*Task details*. Each entry below should be retyped exactly, with nothing omitted.

[Records to use]

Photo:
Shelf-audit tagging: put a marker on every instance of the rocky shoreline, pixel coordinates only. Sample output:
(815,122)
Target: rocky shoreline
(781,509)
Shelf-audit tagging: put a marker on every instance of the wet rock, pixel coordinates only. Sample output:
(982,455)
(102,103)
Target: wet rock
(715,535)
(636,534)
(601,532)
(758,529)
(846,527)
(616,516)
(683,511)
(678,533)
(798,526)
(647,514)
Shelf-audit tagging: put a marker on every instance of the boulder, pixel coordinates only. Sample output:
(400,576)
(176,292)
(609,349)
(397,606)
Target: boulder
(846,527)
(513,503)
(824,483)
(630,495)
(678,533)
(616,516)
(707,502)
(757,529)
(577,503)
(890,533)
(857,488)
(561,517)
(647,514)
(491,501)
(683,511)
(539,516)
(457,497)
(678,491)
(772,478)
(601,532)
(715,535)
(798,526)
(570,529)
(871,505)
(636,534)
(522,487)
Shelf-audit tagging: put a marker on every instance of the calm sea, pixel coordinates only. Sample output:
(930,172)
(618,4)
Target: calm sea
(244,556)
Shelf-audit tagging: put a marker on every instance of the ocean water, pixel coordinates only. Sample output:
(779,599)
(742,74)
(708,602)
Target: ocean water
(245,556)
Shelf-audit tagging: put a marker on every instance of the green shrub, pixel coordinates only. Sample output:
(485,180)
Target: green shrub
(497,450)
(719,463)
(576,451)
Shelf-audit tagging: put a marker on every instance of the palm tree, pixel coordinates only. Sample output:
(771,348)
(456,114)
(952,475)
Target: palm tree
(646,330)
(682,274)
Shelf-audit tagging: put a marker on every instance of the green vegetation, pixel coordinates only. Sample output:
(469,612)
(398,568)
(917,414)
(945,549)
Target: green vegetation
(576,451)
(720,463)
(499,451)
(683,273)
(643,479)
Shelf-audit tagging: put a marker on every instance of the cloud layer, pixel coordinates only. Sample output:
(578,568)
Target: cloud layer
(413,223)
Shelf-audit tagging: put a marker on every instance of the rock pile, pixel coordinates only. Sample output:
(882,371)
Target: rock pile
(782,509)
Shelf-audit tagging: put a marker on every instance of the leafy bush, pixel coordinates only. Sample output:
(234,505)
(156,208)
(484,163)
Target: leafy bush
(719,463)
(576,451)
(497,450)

[/Records to use]

*Reply*.
Photo:
Shelf-audit tagging: put a marker on every instance of the rocky shoreline, pixel coordinates only. Sample output:
(815,122)
Target: rocky shoreline
(781,509)
Shelf-audit tagging: put a marker on every instance of the wet rock, pixel coordinates only. Sample output:
(982,455)
(102,103)
Target: wet rock
(715,535)
(636,534)
(601,532)
(758,529)
(846,527)
(616,516)
(683,511)
(678,533)
(798,526)
(647,514)
Shelf-audit tagging: put a marker on every instance of the boulder, pixel coordinates only. Sample output:
(400,576)
(176,292)
(609,349)
(397,606)
Target: boulder
(846,527)
(513,503)
(824,483)
(630,495)
(678,533)
(616,516)
(707,502)
(757,529)
(577,503)
(890,533)
(857,488)
(561,517)
(647,514)
(491,501)
(683,511)
(539,516)
(457,497)
(678,491)
(772,478)
(601,532)
(715,535)
(798,526)
(570,529)
(871,505)
(636,534)
(522,487)
Shelf-audit tagging: put a marker on every instance of the calm sea, pixel coordinates only. Sample output:
(930,172)
(618,4)
Target: calm sea
(244,556)
Shelf-audit tagging: put a marker on every instance of the ocean water, pixel coordinates only. Sample output:
(779,599)
(742,74)
(708,602)
Target: ocean water
(245,556)
Shelf-audit tagging: put a marker on every instance of the green shrub, pixel coordinates only. Sample output:
(485,180)
Target: green shrub
(497,450)
(719,463)
(576,451)
Shelf-audit tagging: put a marker on every instance of the palm tree, pixel coordinates only. Sample output:
(771,348)
(456,114)
(952,475)
Target: palm tree
(646,330)
(682,274)
Shelf-audit tagging: put a marker on every instance of the green vegetation, pixel coordinates only. Sample output:
(469,612)
(398,568)
(917,414)
(945,549)
Target: green vegetation
(576,451)
(720,463)
(499,451)
(683,273)
(643,479)
Shelf-audit tagging: put a marker on every instance of the cloud layer, pixel coordinates only. Sample output:
(578,568)
Target: cloud layer
(413,223)
Shelf-audit tagging: put a marker on every instance of the rock pile, pixel coordinates only. Sample output:
(882,371)
Target: rock pile
(782,509)
Shelf-audit tagging: put a marker on every instance of the leafy bush, pixel coordinates only. Sample output:
(234,505)
(156,208)
(484,163)
Target: leafy bush
(719,463)
(576,451)
(497,450)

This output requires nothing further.